▶ **SELECTED EXCERPT**
☆ ☆ ☆ ☆

# pełna ramówka



## bjoleniacz

Hi,
I was listening to PolskieRadio.pl, and on the listening screen it said 
"pełna ramówka".  I can't find ramówka in any dictionary...what does it mean?

Thanks!


----------



## Ben Jamin

bjoleniacz said:


> Hi,
> I was listening to PolskieRadio.pl, and on the listening screen it said
> "pełna ramówka".  I can't find ramówka in any dictionary...what does it mean?
> 
> Thanks!


Hello,
How much can you understand Polish? You can try to read this: https://pl.wikipedia.org/wiki/Ramówka


----------



## jasio

bjoleniacz said:


> I was listening to PolskieRadio.pl, and on the listening screen it said
> "pełna ramówka".  I can't find ramówka in any dictionary...what does it mean?



You must have used wrong dictionaries.  http://pl.wiktionary.org/wiki/ramówka

It's a broadcast (TV, radio) slang word referring to a broadcast schedule.


----------



## Thomas1

"Ramówka" can also mean "programming", i.e. a given variety of programmes/shows to be aired on the radio/television, as in "wakacyjna ramówka", which is a selection of programmes which will be aired on summer holidays. I'd translate into Polish "Holiday Programming" on this website as "Wakacyjna ramówka".

☆ ☆ ☆ ☆

▶ **EXERCISE INSTRUCTIONS**
In the forum thread above about the Polish word "ramówka," what does the reply from jasio say the word refers to?

▶ **DATA SEGMENT**
☆ ☆ ☆ ☆

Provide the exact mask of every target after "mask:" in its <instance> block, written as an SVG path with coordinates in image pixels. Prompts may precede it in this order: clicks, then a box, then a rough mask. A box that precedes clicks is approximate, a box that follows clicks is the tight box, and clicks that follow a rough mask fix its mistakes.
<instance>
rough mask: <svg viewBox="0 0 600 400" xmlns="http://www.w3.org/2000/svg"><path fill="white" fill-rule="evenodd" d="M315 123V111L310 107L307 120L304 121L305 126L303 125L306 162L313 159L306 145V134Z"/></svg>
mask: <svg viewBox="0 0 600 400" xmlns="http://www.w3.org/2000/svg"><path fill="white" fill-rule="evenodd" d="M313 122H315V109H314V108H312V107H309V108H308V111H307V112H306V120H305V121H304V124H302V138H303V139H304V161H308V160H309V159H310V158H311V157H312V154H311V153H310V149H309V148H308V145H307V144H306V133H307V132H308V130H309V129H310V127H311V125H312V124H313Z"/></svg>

☆ ☆ ☆ ☆

▶ **RESPONSE BOX**
A broadcast schedule; it is TV and radio slang.